-- begin --

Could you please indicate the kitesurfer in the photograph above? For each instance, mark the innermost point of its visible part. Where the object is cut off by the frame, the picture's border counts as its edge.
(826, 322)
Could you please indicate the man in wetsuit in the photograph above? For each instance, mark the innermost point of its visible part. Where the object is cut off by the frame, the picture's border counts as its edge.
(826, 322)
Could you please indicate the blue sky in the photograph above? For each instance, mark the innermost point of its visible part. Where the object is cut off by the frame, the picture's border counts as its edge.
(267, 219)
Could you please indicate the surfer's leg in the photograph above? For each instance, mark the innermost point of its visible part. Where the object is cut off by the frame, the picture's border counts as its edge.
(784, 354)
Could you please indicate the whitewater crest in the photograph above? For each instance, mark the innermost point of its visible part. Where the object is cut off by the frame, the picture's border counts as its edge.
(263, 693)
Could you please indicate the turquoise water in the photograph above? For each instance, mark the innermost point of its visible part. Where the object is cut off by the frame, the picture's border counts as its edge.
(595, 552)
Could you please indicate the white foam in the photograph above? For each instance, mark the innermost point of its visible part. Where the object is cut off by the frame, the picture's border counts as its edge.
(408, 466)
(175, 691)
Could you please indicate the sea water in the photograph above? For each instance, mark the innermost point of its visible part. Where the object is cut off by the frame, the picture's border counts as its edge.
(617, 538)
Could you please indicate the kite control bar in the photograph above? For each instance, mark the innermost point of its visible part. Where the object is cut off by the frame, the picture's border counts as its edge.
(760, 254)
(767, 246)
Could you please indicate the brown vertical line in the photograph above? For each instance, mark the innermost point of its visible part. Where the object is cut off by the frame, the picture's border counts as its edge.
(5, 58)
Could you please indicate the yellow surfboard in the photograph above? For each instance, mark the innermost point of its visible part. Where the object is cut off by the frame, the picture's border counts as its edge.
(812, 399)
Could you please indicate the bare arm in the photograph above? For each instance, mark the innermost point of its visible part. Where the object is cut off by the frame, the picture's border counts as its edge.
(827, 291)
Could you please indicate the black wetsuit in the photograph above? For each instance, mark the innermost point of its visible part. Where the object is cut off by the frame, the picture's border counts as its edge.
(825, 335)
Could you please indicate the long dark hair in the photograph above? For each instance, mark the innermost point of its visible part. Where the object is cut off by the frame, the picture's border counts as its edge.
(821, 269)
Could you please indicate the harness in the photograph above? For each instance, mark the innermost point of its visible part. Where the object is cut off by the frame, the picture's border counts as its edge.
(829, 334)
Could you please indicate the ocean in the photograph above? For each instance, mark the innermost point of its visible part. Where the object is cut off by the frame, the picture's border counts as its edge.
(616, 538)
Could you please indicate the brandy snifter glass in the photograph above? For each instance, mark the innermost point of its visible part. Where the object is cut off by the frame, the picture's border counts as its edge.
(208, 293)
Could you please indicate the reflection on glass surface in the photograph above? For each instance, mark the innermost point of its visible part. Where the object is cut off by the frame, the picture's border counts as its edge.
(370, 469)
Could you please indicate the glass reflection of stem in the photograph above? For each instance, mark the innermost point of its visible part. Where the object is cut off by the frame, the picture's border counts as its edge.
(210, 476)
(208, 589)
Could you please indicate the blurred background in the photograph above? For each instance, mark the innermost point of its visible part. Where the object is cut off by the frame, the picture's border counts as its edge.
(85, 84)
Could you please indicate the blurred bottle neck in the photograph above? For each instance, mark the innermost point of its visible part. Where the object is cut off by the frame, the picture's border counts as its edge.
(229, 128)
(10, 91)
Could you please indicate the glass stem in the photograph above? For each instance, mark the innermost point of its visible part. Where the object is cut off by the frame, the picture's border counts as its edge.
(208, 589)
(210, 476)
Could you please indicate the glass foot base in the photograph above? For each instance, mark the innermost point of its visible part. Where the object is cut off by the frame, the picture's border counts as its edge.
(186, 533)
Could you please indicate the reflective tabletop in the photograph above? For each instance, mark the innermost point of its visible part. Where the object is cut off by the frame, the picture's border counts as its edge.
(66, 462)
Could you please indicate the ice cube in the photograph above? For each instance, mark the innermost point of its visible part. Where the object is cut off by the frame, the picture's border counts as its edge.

-- end --

— Work to do —
All the entries above need to be reproduced exactly.

— Result of this exercise —
Could you please indicate the kitesurfer in the photograph above? For each instance, mark the innermost point of its visible part. Where the object is cut off by the frame, the picture's border counts as its edge.
(826, 322)
Could you please indicate the man in wetsuit in the photograph above? For each instance, mark the innermost point of its visible part. Where the object is cut off by the frame, the picture's border counts as its edge.
(826, 322)
Could you please indicate the blue sky in the photograph above? For each instance, mark the innermost point of its visible part. Where the object is cut off by the frame, the picture's border counts as its edge.
(267, 219)
Could you please indicate the surfer's leg in the photograph above? For each instance, mark the innermost point of its visible part. Where the object is cut off by the frame, the picture's border counts as its edge.
(784, 354)
Could you please indicate the whitewater crest in the photograph above? For each instance, mark the innermost point of its visible part. Where the object is cut off by the frame, the picture's border counts as its edge.
(263, 693)
Could you please indicate the turquoise water in the photograph above? For each instance, mark the innermost point of its visible part. Where the object is cut off by the frame, the picture's border counts as its edge.
(595, 552)
Could you please indicate the white foam in the photograph above? For each instance, mark the innermost point of its visible part. Where the object is cut off by the frame, the picture's border counts as its edge.
(408, 466)
(175, 691)
Could you please indicate the sea water in the photograph above? For each instance, mark the innermost point of its visible part. Where the object is cut off by the frame, the picture's border counts as its edge.
(617, 538)
Could you please indicate the kite control bar in the photograph above? For each instance, mark the innermost point of its visible part. Where the object is cut off by the frame, the picture's border counts as its edge.
(760, 254)
(767, 246)
Could you please indicate the brown vertical line in the photograph above? For each instance, mark the innermost point of its visible part. Where the object is cut off by the frame, the picture's border counts as its edge.
(5, 58)
Could you please indicate the yellow surfboard in the photograph above? For each instance, mark the innermost point of its visible part. Where the object is cut off by the frame, the picture's border counts as its edge.
(812, 399)
Could you please indicate the bare arm in the photograph above? For each instance, mark the innermost point of its visible part. Where the object is cut off by the frame, the picture's border counts as its edge.
(827, 291)
Could you please indicate the black wetsuit in the photograph above? For each instance, mark the innermost point of its visible part. Where the object is cut off by the frame, the picture's border counts as its edge.
(825, 335)
Could you please indicate the long dark hair in the photograph above? For each instance, mark the innermost point of its visible part. Where the object is cut off by the frame, the picture's border counts as its edge.
(821, 269)
Could you please indicate the harness in the photograph above? For each instance, mark the innermost point of its visible part. Where the object is cut off by the frame, the picture's border counts as its edge.
(829, 334)
Could you please indicate the ocean in the photograph above? For each instance, mark the innermost point of its visible part. Where the object is cut off by the frame, the picture's border counts as its edge.
(616, 538)
Could you please indicate the brandy snifter glass in the photograph above? For each instance, mark the innermost point of its visible part. Where the object is cut off by the frame, the picture's border counts as its edge.
(208, 293)
Could you please indicate the reflection on glass surface in the photograph above? For each instance, mark the innermost point of its visible part. Where the object is cut off by the frame, the picture's border counts as its edge.
(370, 469)
Could you please indicate the glass reflection of stem in the photograph above? For each instance, mark the innermost point of its visible part. Where the object is cut off by the frame, the picture's border counts as its edge.
(210, 476)
(208, 589)
Could you please indicate the blurred background in the photograph above? For each instance, mark the innermost point of its visible part. Where the object is cut off by the frame, the picture's border counts as its edge.
(85, 84)
Could you please indicate the blurred bottle neck in the photograph above? For each instance, mark the innermost point of its visible part. Where the object is cut off by the frame, the picture's border counts as its edge.
(229, 128)
(10, 91)
Could you please indicate the glass stem in the photograph above? For each instance, mark the innermost point of its visible part. Where the object is cut off by the frame, the picture's border counts as its edge.
(208, 589)
(210, 476)
Could you please indicate the glass foot base in the photograph above? For each instance, mark the innermost point of its visible part. Where the object is cut off by the frame, the picture's border counts as its edge.
(186, 533)
Could you please indicate the reflective tabletop in the photograph above? For each instance, mark the innermost point of its visible part. Where the object is cut off by the frame, the picture's border counts as its edge.
(66, 462)
Could you please indicate the ice cube in the photograph above? For each instance, mark the innermost point of its visible part. Where the object is cut off by the frame, the picture's border counts as its edge.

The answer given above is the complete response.